◆ **TASK SET**
- 1) Copy the health insurance enrollment text starting with "If you have" and going on through "job-based healthcare coverage.", renaming "job-based" to "employer-based".
- 2) According to the health insurance enrollment text, how long do you generally have after a qualifying life event to purchase marketplace insurance?
- 3) Proceed with the article on health insurance enrollment periods from where it stops.

◆ **QUOTED PASSAGE**
^^^^^^^^
Updated for 2024.
Under the Affordable Care Act, you can usually only buy a health insurance plan, apply for subsidies to help pay for coverage or switch plans during the annual open enrollment period. The purpose of this rule is to keep people from waiting until they are sick or suspect they may be ill to purchase health insurance.
If you don’t have health coverage, the next time you can purchase it from the healthcare.gov marketplace will be during the next open enrollment period, which runs from Nov. 1, 2024, to mid-January 2025 (the exact dates depend on which state you live in).
While the open enrollment period for 2024 health insurance coverage has passed, you may still be able to qualify for a special enrollment period if you experienced a qualifying life event. In this case, you generally have 60 days from the event date to purchase marketplace insurance. Here are seven of the most common qualifying events and life changes that impact special enrollment period eligibility.
1. Leaving your job (or involuntary loss of health coverage)
If you have insurance and lost it involuntarily, you can qualify for a special enrollment period. A common example of this would be leaving a job and losing your job-based healthcare coverage.
^^^^^^^^
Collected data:
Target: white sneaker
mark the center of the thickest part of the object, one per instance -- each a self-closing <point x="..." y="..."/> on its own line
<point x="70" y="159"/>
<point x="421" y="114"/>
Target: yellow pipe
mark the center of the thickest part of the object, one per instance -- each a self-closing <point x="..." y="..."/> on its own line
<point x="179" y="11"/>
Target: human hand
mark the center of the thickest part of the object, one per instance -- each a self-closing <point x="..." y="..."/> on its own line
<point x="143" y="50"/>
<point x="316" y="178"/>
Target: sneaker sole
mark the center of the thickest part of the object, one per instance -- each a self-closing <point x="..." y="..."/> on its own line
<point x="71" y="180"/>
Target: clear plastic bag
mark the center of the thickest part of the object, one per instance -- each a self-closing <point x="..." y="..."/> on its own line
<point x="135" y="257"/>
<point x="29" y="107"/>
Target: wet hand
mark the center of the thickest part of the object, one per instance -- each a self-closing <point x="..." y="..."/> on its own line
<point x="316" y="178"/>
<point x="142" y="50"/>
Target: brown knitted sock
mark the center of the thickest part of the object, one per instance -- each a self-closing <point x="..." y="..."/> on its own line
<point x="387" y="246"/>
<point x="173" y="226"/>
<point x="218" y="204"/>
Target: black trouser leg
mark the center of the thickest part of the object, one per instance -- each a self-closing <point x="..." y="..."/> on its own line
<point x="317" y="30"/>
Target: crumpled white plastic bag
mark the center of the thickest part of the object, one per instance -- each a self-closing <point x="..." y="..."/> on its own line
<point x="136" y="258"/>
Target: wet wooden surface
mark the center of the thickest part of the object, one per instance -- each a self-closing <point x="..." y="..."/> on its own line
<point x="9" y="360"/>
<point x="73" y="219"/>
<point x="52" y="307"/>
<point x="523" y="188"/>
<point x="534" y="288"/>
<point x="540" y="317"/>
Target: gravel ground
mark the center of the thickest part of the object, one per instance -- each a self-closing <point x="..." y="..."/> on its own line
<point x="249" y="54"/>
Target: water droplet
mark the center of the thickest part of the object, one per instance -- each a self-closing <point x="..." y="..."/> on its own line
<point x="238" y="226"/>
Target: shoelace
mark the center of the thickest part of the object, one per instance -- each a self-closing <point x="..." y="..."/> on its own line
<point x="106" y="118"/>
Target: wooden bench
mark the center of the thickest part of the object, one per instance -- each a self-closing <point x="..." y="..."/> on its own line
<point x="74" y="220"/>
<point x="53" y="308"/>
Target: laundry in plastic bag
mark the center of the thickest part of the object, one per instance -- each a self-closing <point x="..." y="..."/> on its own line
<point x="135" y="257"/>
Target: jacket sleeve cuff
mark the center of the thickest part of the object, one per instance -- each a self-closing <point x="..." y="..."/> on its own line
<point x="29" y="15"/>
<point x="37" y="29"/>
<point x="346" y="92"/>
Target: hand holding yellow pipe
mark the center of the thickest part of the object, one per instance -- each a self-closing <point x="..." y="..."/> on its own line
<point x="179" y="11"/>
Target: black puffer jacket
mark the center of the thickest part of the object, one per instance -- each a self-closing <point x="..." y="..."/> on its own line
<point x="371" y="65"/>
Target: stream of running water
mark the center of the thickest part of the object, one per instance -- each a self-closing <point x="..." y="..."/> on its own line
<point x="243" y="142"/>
^^^^^^^^
◆ **WRITTEN ANSWERS**
- 1)
If you have insurance and lost it involuntarily, you can qualify for a special enrollment period. A common example of this would be leaving a job and losing your employer-based healthcare coverage.

- 2) Generally 60 days from the event date.

- 3)
If you apply for insurance through the health insurance marketplace, keep in mind that a change in income may mean you can receive a subsidy that covers all or most of your health insurance premium. However, be aware that if your total income for the year is higher than you estimated when applying for the subsidy, you may have to pay back some or all of the tax credit when you file your taxes.
Another option is to stay on your employer’s policy under COBRA. However, if you sign up for COBRA and decide to cancel it before it ends, you do not get another special enrollment period.
2. Getting married
When you get married, you may qualify for a special enrollment period. You have 60 days from your wedding date to buy health insurance, change to a different health plan or add your spouse to your existing plan.
To qualify for special enrollment, you or your spouse must have health coverage for at least one of the 60 days before the marriage. If neither of you had minimum essential coverage during this time, you could not use marriage as a qualifying life event to enroll in a new health plan. If you’re eligible for special enrollment, your policy becomes effective the first of the month following your application.
3. Getting divorced
If you’ve been getting health insurance through your spouse’s policy and get a divorce, you have 60 days to find a new plan (through the marketplace or privately) during your special enrollment period in most states. Assuming your income is lower as a single person, you may qualify for a full or partial subsidy for your health insurance premiums.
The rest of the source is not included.